• DOCUMENT EXCERPT:
[PATCH v3] drm/vc4: Add the DRM_IOCTL_VC4_GEM_MADVISE ioctl
Boris Brezillon
boris.brezillon at free-electrons.com
Wed Oct 18 07:54:48 UTC 2017
On Tue, 17 Oct 2017 17:16:29 -0700
Eric Anholt <eric at anholt.net> wrote:
> Boris Brezillon <boris.brezillon at free-electrons.com> writes:
>
> > This ioctl will allow us to purge inactive userspace buffers when the
> > system is running out of contiguous memory.
> >
> > For now, the purge logic is rather dumb in that it does not try to
> > release only the amount of BO needed to meet the last CMA alloc request
> > but instead purges all objects placed in the purgeable pool as soon as
> > we experience a CMA allocation failure.
> >
> > Note that the in-kernel BO cache is always purged before the purgeable
> > cache because those objects are known to be unused while objects marked
> > as purgeable by a userspace application/library might have to be
> > restored when they are marked back as unpurgeable, which can be
> > expensive.
> >
> > Signed-off-by: Boris Brezillon <boris.brezillon at free-electrons.com>
>
> Looking good! Just a couple things I'd like to sort out before we
> merge.
>
> > ---
> > Hello,
> >
> > Updates to libdrm, mesa and igt making use of this kernel feature can
> > be found on my github repos [1][2][3].
> >
> > There's currently no debugfs hook to manually force a purge, but this
> > is being discussed and might be added later on.
> >
> > Regards,
> >
> > Boris
> >
> > [1]https://github.com/bbrezillon/drm/tree/vc4/purgeable
> > [2]https://github.com/bbrezillon/mesa/tree/vc4/purgeable
> > [3]https://github.com/bbrezillon/igt/tree/vc4/purgeable
> >
> > Changes in v3:
> > - Use %zd formatters when printing size_t values
> > - rework detection of BOs that do not support the MADV ioctl
> > - replace DRM_ERROR by DRM_DEBUG in the ioctl path
> > - do not explicitly memzero purged BO mem
> > - check that pad is set to zero in the madv ioctl function
> >
> > Changes in v2:
> > - Do not re-allocate BO's memory after when WILLNEED is asked after a purge
> > - Add purgeable/purged stats to debugfs and dumpstats
> > - Pad the drm_vc4_gem_madvise to make it 64-bit aligned
> > - Forbid madvise calls on internal BO objects (everything that is not
> > meant to be exposed to userspace)

• DIRECTIONS FOR THIS TASK:
Using the vc4 madvise patch, explain why the in-kernel BO cache is purged before the purgeable cache.

• EXCERPTED DATA:
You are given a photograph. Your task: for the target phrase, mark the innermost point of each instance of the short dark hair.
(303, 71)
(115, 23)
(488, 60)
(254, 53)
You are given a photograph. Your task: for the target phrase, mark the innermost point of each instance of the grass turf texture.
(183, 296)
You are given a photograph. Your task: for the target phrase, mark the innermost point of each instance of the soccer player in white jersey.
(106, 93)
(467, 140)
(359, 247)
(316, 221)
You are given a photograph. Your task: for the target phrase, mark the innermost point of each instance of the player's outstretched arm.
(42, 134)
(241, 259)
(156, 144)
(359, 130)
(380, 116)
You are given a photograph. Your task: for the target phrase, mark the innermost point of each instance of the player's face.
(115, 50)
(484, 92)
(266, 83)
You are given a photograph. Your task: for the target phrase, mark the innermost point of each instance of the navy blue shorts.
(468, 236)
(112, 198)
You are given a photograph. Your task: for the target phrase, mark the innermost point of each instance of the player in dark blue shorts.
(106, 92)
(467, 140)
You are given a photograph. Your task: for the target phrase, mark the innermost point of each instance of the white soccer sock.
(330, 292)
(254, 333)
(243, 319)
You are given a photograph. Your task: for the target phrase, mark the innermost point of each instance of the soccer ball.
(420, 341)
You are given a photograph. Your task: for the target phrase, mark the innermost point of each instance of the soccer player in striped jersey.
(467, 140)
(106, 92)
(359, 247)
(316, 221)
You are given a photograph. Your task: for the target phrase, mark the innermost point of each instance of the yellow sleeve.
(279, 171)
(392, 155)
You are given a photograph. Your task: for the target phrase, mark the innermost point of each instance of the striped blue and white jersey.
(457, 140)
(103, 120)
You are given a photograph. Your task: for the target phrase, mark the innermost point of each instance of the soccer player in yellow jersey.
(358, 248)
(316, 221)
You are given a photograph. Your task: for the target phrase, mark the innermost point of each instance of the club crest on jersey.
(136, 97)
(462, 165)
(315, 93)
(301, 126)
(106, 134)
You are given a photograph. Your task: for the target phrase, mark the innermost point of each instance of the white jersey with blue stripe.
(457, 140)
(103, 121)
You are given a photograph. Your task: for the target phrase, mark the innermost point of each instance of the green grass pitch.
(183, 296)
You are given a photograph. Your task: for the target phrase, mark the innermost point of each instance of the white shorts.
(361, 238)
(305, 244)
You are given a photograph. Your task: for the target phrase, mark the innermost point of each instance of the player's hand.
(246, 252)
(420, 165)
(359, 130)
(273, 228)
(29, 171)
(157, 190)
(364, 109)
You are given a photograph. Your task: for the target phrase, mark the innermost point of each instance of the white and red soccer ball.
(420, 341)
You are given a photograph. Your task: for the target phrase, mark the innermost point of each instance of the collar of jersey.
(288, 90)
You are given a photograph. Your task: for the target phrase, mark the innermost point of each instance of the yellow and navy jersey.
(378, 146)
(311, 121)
---
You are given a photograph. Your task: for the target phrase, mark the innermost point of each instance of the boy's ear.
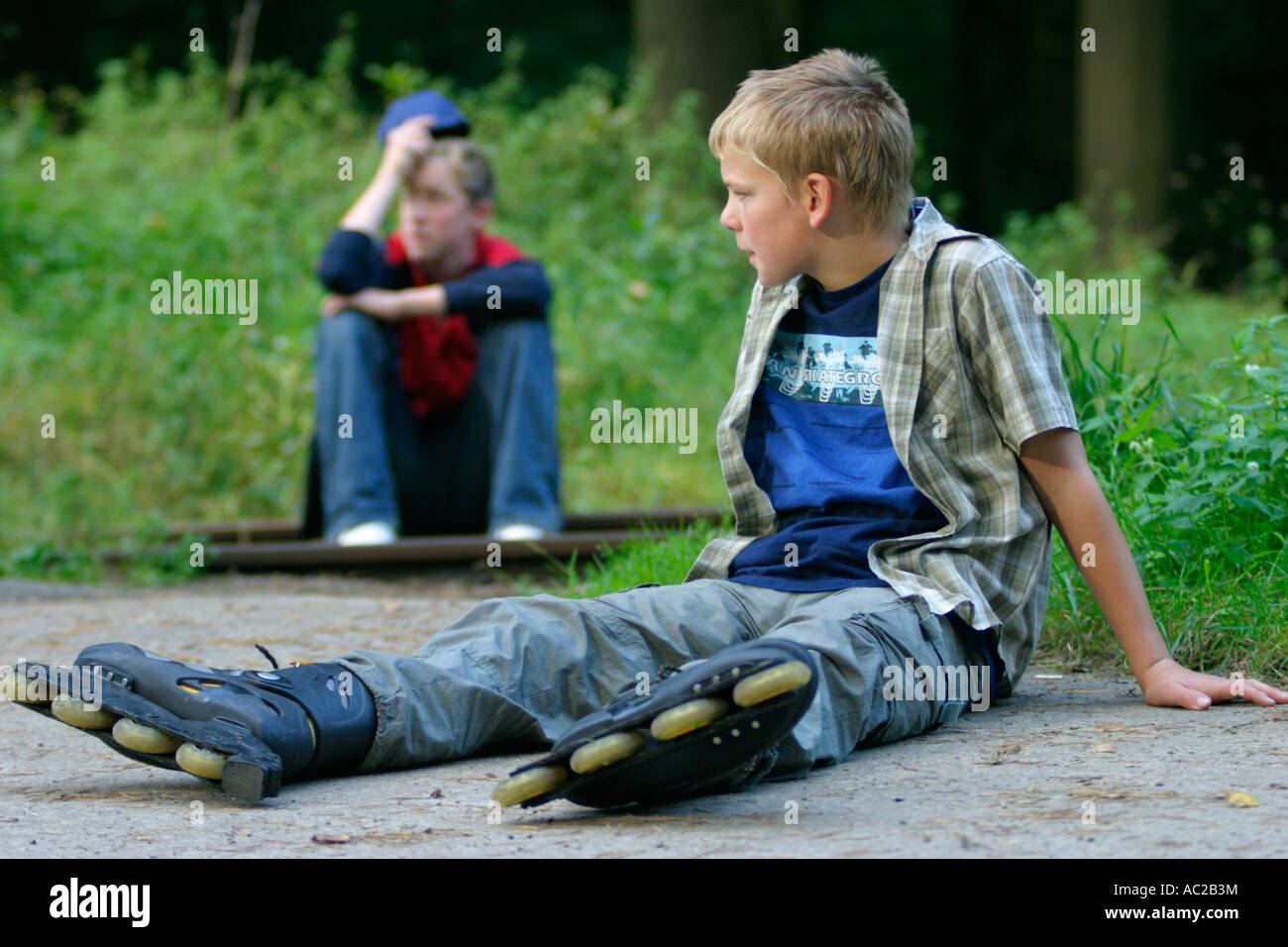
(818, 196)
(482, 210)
==
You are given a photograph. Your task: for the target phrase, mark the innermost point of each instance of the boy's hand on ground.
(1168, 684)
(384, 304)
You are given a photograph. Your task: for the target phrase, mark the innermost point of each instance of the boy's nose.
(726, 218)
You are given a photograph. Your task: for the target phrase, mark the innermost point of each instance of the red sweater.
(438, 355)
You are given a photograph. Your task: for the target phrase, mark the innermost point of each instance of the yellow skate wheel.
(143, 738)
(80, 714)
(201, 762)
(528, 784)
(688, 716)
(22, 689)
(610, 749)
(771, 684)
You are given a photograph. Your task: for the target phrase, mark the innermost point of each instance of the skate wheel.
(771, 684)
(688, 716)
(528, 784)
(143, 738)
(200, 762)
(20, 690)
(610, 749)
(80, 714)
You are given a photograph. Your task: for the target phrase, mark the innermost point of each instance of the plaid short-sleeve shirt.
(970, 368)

• ANSWER FOR THIS EXERCISE:
Objects in the in-kernel BO cache are known to be unused. Objects that a userspace application or library marked as purgeable might have to be restored when they are marked back as unpurgeable, and that restoration can be expensive.